* **Written request**: Copy out the lines below word for word, without changing anything.
[begin Records]
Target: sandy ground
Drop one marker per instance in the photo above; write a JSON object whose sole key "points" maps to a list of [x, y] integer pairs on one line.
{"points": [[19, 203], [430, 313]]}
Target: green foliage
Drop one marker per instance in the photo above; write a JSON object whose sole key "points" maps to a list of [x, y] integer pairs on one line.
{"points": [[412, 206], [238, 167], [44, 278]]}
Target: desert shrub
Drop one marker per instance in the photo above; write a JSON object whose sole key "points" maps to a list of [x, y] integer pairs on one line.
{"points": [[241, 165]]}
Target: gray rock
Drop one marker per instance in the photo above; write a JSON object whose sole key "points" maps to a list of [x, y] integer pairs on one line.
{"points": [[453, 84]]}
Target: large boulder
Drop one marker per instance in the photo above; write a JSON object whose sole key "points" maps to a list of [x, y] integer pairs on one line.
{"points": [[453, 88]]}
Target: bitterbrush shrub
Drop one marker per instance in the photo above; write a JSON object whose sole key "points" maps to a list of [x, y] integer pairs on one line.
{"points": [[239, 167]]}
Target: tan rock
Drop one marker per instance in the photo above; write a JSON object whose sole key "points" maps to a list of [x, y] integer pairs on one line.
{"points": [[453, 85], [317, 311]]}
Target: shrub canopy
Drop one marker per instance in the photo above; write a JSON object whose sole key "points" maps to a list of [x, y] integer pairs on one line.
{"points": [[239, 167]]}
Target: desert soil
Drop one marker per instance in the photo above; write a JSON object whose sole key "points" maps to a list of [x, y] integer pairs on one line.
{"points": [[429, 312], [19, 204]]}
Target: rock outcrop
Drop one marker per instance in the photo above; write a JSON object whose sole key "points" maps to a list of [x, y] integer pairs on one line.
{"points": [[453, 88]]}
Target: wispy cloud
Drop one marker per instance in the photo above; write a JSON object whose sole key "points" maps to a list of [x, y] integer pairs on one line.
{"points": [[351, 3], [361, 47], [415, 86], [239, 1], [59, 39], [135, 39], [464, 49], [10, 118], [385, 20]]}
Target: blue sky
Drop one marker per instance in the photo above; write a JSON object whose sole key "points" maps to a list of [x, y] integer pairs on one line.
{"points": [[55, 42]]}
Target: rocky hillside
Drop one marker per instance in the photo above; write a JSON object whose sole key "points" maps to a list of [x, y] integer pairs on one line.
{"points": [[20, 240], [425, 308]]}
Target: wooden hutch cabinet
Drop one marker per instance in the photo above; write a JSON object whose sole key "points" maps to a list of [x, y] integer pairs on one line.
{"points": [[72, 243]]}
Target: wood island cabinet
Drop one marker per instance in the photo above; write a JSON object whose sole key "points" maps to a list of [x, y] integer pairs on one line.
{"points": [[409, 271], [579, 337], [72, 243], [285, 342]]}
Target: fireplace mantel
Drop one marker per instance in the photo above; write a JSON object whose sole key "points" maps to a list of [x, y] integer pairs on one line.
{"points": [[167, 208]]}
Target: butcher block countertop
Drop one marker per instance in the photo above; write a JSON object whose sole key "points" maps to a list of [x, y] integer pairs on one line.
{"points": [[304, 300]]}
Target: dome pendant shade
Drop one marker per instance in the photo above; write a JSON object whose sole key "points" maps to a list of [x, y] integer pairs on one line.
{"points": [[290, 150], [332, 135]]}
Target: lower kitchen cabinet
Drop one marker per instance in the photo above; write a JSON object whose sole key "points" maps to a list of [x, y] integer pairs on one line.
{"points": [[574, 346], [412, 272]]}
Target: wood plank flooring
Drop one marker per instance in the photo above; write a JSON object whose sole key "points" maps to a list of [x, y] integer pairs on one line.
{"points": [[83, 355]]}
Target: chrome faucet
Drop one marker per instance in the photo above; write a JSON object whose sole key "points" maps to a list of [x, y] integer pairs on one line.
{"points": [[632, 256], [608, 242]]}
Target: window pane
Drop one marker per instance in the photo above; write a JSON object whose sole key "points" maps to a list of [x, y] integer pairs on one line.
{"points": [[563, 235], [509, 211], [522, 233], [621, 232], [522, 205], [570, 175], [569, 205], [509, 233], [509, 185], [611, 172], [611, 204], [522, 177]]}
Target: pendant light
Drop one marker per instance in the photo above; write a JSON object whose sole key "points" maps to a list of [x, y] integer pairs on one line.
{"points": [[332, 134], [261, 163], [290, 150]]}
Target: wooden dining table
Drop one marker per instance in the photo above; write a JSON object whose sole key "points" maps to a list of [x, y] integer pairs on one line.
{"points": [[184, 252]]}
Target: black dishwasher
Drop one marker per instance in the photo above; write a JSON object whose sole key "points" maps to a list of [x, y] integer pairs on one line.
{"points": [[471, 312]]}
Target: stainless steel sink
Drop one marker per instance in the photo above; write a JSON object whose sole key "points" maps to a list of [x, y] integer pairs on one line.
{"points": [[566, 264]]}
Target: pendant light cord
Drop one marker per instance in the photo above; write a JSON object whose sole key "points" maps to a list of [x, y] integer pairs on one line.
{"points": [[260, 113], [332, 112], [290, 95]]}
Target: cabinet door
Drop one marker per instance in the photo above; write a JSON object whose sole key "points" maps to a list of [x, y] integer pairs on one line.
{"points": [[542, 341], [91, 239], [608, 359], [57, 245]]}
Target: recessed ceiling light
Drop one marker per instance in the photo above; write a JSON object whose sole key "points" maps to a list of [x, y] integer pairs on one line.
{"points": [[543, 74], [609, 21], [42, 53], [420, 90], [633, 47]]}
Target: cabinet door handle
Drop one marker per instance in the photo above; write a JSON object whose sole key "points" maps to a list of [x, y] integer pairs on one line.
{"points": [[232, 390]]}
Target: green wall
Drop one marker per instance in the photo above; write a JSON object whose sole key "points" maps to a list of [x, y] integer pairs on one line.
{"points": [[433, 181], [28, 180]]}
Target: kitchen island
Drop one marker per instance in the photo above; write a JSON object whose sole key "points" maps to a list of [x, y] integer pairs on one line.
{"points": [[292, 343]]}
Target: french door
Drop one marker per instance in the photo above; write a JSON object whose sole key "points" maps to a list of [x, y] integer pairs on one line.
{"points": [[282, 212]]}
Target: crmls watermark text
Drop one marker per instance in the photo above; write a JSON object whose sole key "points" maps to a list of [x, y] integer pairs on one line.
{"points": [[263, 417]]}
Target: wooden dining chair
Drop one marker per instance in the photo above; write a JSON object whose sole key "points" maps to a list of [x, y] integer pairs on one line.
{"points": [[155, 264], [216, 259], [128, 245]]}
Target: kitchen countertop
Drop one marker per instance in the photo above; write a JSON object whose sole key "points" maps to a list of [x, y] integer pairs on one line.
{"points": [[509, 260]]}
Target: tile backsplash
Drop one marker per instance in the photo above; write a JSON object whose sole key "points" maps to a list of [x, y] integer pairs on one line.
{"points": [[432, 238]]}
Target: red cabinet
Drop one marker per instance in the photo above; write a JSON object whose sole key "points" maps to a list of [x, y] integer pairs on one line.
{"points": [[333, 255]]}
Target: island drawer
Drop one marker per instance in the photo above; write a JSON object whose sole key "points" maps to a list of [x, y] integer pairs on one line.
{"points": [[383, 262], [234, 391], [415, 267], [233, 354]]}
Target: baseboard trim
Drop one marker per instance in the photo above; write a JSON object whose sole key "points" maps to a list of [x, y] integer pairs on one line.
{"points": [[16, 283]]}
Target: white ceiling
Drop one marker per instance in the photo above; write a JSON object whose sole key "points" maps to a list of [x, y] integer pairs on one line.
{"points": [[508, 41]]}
[end Records]
* **Correct answer**:
Target: sandy ground
Drop one marker per instance in the photo above; write a JSON object whose sole key "points" maps to a list of [x, y] integer pairs on one line.
{"points": [[19, 203], [430, 313]]}
Target: green foliage
Drop one marker per instance in the photo above; write a JSON object whose sole key "points" maps to a list of [x, y] integer pairs on one line.
{"points": [[412, 206], [238, 167], [44, 278]]}
Target: desert shrub
Drop one marker per instance in the photo above; write a JSON object whose sole key "points" maps to a list of [x, y] integer pairs on one line.
{"points": [[241, 165]]}
Target: gray rock
Drop one marker per instance in the photo above; write a JSON object whose sole key "points" maps to a list of [x, y] integer pairs on one line.
{"points": [[453, 84]]}
Target: large boulder
Drop one marker per instance in the photo above; write a JSON object whose sole key "points" maps to a list of [x, y] integer pairs on one line.
{"points": [[453, 88]]}
Target: bitterbrush shrub
Drop one marker per instance in the photo above; write a JSON object whose sole key "points" maps to a list of [x, y] integer pairs on one line.
{"points": [[239, 167]]}
Target: tan rock
Drop one marker per instance in the photo above; write a JSON object whose sole key "points" maps to a list of [x, y] integer pairs on one line.
{"points": [[453, 85], [317, 311]]}
Target: shrub canopy
Drop one marker per instance in the photo above; write a JSON object whose sole key "points" maps to a list of [x, y] integer pairs on one line.
{"points": [[239, 167]]}
Target: desert soil
Drop one marker per instance in the photo above; write a JSON object whose sole key "points" maps to a list of [x, y] integer pairs on one line.
{"points": [[429, 312], [19, 204]]}
Target: rock outcrop
Drop one marker per instance in the photo above; write a JSON object whose sole key "points" maps to a list of [x, y] integer pairs on one line.
{"points": [[453, 88]]}
Target: wispy cloud
Drop one marker per instance in the photo above; write a JSON object whose sole key "points" maps to a list of [x, y] integer pairs on one line.
{"points": [[351, 3], [361, 47], [415, 86], [239, 1], [59, 39], [135, 39], [464, 49], [10, 118], [385, 20]]}
Target: blue sky
Drop one marker per instance in the photo above; write a JSON object whose sole key "points" maps to a list of [x, y] integer pairs on one line.
{"points": [[55, 42]]}
Target: rocky hillside
Drop one marker per instance in the photo above; write a JSON object whose sole key "points" maps to a list of [x, y] integer pairs on one line.
{"points": [[20, 240], [425, 308]]}
Target: wooden hutch cabinet
Drop one marker per instance in the photo above; write a JSON object whose sole key "points" maps to a list of [x, y] integer pairs on one line.
{"points": [[72, 243]]}
Target: wood island cabinet
Drop one marker per instance in the photo above; write a JSON object whose sole key "points" maps to a list of [x, y] integer pairs on one line.
{"points": [[409, 271], [579, 337], [72, 243], [285, 342]]}
Target: fireplace mantel
Drop one marker per instance in the photo above; write a JSON object whose sole key "points" maps to a list of [x, y] integer pairs on one line.
{"points": [[167, 208]]}
Target: butcher block countertop
Drop one marker per instance in the photo above; write a JSON object whose sole key "points" maps to a list of [x, y] integer pairs on one line.
{"points": [[304, 300]]}
Target: dome pendant shade
Drop one marker per instance in the photo above; write a JSON object whose sole key "points" maps to a list of [x, y] integer pairs on one line.
{"points": [[290, 150], [332, 135]]}
Target: lower kitchen cabinet
Drop one marker per instance in the photo above; write a JSON object whose sole key "points" maps to a list of [x, y] integer pairs on one line.
{"points": [[574, 346], [412, 272]]}
Target: wood plank flooring
Drop one marker per instance in the photo above; write a JSON object whose sole key "points" maps to a list of [x, y] integer pairs on one line.
{"points": [[83, 355]]}
Target: chrome faucet
Drop one marker per instance in the photo above; write a JSON object whose sole key "points" maps to a list of [x, y] integer pairs on one line.
{"points": [[632, 256], [608, 242]]}
Target: window pane
Drop one marker per instance in the photo above; write a JSON object whose sole key "points" maps to a list of [x, y] integer pairs on one line.
{"points": [[563, 235], [509, 211], [522, 233], [621, 232], [522, 205], [570, 175], [569, 205], [509, 233], [509, 185], [611, 172], [611, 204], [522, 177]]}
Target: pendant light
Drop one marker per instance in the photo above; write a JSON object whose sole key "points" maps to a list of [x, y] integer pairs on one line.
{"points": [[332, 134], [261, 163], [290, 150]]}
Target: wooden dining table
Drop one marker per instance in the photo above; write a JSON object whose sole key "points" maps to a list of [x, y] integer pairs on one line.
{"points": [[184, 252]]}
Target: black dishwasher
Drop one marker per instance in the photo above; write a JSON object whose sole key "points" maps to a list of [x, y] integer pairs on one line.
{"points": [[471, 312]]}
Target: stainless steel sink
Drop one marker per instance in the photo above; write a JSON object whose sole key "points" maps to a list of [x, y] integer pairs on one line.
{"points": [[566, 264]]}
Target: pendant light cord
Drop one marker per instance in the photo above; write a JSON object whose sole key "points" maps to a list of [x, y] integer pairs on one line.
{"points": [[260, 113], [332, 112], [290, 95]]}
Target: cabinet door
Drop one marker per instance in the photo above; write a JSON object whose sole key "points" maps to a list of [x, y] integer pairs on one line.
{"points": [[542, 341], [91, 239], [608, 359], [57, 245]]}
Target: recessed ceiling light
Drop one marker per instance in the photo above; write a JSON object whose sole key "points" maps to a list of [x, y] integer pairs on one line.
{"points": [[543, 74], [609, 21], [42, 53], [420, 90], [633, 47]]}
Target: cabinet door handle
Drop one marker per instance in the photo above; write a JSON object whose sole key "points" maps to a list of [x, y] integer pairs on one line.
{"points": [[232, 390]]}
Target: green wall
Drop one marker per instance in the photo above; write a JSON object whose sole key "points" maps to a list of [x, y] integer pairs on one line.
{"points": [[433, 181], [28, 180]]}
Target: kitchen island
Drop one marker per instance in the photo above; write a JSON object whose sole key "points" maps to a list of [x, y] integer pairs on one line.
{"points": [[292, 343]]}
Target: french door
Drop one marker per instance in the photo above; write a JSON object whose sole key "points" maps to a list of [x, y] integer pairs on one line.
{"points": [[282, 212]]}
Target: crmls watermark text
Drop one marker per instance in the photo above; write a JSON object whose sole key "points" maps to a list of [x, y] integer pairs on one line.
{"points": [[263, 417]]}
Target: wooden dining chair
Drop one marker per instance in the photo above; write a JSON object whose sole key "points" maps to a list of [x, y] integer pairs on one line.
{"points": [[155, 264], [216, 259], [128, 245]]}
Target: kitchen countertop
Drop one marker per instance in the photo above; write a JSON object whose sole key "points" maps to a list of [x, y] integer pairs on one line.
{"points": [[509, 260]]}
Target: tile backsplash
Drop one marker per instance in the photo above; write a JSON object whose sole key "points" maps to a list of [x, y] integer pairs on one line.
{"points": [[432, 238]]}
Target: red cabinet
Drop one marker per instance in the photo above; write a JSON object whose sole key "points" maps to a list of [x, y] integer pairs on one line.
{"points": [[333, 255]]}
Target: island drawer
Drop one marker per instance in the photo above; write a JSON object whose sole key "points" maps to a list of [x, y] integer pairs on one line.
{"points": [[383, 262], [234, 391], [415, 267], [233, 354]]}
Target: baseboard trim
Drop one marker per instance in the photo above; write a JSON object whose sole key "points" maps to a list of [x, y] integer pairs on one line.
{"points": [[16, 283]]}
Target: white ceiling
Drop one marker per instance in the photo above; write a JSON object whose sole key "points" maps to a list of [x, y] integer pairs on one line.
{"points": [[508, 41]]}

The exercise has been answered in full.